Car c’est un film original et surprenant, petit OVNI dans la longue et riche filmographie de Woody Allen. Pour la puissance de son propos, la noirceur dostoïevskienne d’un crime sans châtiment, l’acuité politique qui dénonce l’écrasement inéluctable des faibles par les forts. Car c’est un film dérangeant, profondément amoral et cynique, qui ne cesse de titiller notre conscience. Pour l’alchimie parfaite de son casting qui nous met des étoiles dans les yeux, envers et contre tout. Car c’est un film magnifique et désespéré sur le désir, sur le conflit éternel entre la tentation et la raison, le rêve de bonheur et l’ambition, qui se conclut bien amèrement. Sans pitié.
NOIR C’EST VRAIMENT TRÈS NOIR. PLUS D’ESPOIR. Match Point n’est pas sans rappeler Une place au soleil (1951), chef-d’œuvre de George Stevens d’après le roman de Theodore Dreiser An American Tragedy déjà porté à l’écran par Sternberg vingt ans plus tôt. À une (immense) nuance près. Un penchant radicalement plus noir et cynique, avec un anti-héros (Jonathan Rhys-Meyers) nettement plus amoral, monstrueux et glaçant que le personnage pathétique, victime des circonstances plus que véritable tueur à sang froid, interprété par Montgomery Clift.
ET POURTANT SI GLAMOUR. Avec sa distribution renouvelée et sa délocalisation à Londres, Match point est apparu à sa sortie comme un film éminemment original, comme un nouveau départ dans la carrière de Woody Allen. À y regarder de plus près cependant, il y creuse le sillon très sombre déjà exploré par Crimes et Délits (1989). Une réflexion sur la faute et la culpabilité qui mettait déjà en scène l’assassinat d’une maîtresse encombrante. Le paradoxe de l’image de Match Point réside dans l’opposition entre la noirceur du propos et la beauté des interprètes, le couple formé par Jonhatan Rhys-Meyers et Scarlett Johansson en premier lieu. Introduisant un érotisme et une sensualité jusqu’alors assez absents chez Woody Allen. Une recette imparable visiblement pour rendre glamour et sexy l’image d’un film remarquable par son pessimisme, annonçant une faillite de la morale et de la loi dans nos sociétés avides de réussite sociale, quoiqu’il en coûte.

- LISTE DES ENREGISTREMENTS -
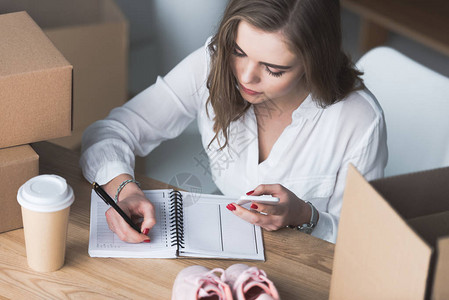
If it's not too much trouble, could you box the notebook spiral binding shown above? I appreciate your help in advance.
[169,191,184,251]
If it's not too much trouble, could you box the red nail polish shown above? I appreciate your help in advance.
[226,203,236,211]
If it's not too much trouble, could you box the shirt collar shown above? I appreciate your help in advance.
[292,94,324,120]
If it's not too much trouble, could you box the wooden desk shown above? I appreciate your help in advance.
[341,0,449,55]
[0,142,334,299]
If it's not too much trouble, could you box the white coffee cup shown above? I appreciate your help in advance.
[17,175,75,272]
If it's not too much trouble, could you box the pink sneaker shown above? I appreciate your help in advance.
[172,266,232,300]
[221,264,279,300]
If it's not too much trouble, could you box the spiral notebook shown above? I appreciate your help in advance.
[89,189,265,260]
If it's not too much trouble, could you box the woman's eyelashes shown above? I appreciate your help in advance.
[265,66,285,77]
[232,48,285,77]
[232,48,246,57]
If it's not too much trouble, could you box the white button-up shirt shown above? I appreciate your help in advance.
[80,38,388,242]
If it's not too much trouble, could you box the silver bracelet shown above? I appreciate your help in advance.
[114,179,140,203]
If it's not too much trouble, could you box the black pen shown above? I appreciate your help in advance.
[92,182,141,233]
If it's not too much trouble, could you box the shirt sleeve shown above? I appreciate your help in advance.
[80,42,209,184]
[312,99,388,243]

- VOTRE CONSIGNE -
Veuillez citer mot pour mot le passage de la critique de Match Point qui commence par « NOIR C’EST VRAIMENT » et se poursuit jusqu'à « par Montgomery Clift. ».

- RÉPONSE ATTENDUE -
NOIR C’EST VRAIMENT TRÈS NOIR. PLUS D’ESPOIR. Match Point n’est pas sans rappeler Une place au soleil (1951), chef-d’œuvre de George Stevens d’après le roman de Theodore Dreiser An American Tragedy déjà porté à l’écran par Sternberg vingt ans plus tôt. À une (immense) nuance près. Un penchant radicalement plus noir et cynique, avec un anti-héros (Jonathan Rhys-Meyers) nettement plus amoral, monstrueux et glaçant que le personnage pathétique, victime des circonstances plus que véritable tueur à sang froid, interprété par Montgomery Clift.